Annotation records:
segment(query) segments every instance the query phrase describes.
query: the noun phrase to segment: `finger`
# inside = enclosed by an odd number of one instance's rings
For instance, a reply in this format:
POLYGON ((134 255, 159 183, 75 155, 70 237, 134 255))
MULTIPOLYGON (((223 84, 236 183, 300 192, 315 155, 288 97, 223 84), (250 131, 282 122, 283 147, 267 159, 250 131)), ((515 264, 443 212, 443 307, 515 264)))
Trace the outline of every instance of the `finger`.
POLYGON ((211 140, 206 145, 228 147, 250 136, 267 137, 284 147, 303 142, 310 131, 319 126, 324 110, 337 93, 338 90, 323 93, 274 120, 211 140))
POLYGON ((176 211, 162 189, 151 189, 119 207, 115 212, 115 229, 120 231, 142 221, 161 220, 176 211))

→ The request
Copy out all of the data above, line for line, with no changes.

→ Task result
segment(query) segments every instance the query phrase describes.
query: the noun phrase to segment: `finger`
# inside = enclosed by an odd number of one instance's rings
For instance, a reply in this format:
POLYGON ((134 255, 159 183, 75 155, 70 237, 134 255))
MULTIPOLYGON (((223 84, 236 183, 300 192, 315 155, 288 97, 223 84), (250 131, 282 122, 283 147, 267 159, 250 131)), ((515 264, 443 212, 443 307, 515 264)))
Trace the outline of every instance of the `finger`.
POLYGON ((211 140, 206 145, 228 147, 250 136, 267 137, 284 147, 303 142, 310 131, 319 126, 324 110, 337 93, 338 90, 323 93, 274 120, 211 140))
POLYGON ((176 211, 162 189, 151 189, 119 207, 115 212, 115 229, 120 231, 142 221, 161 220, 176 211))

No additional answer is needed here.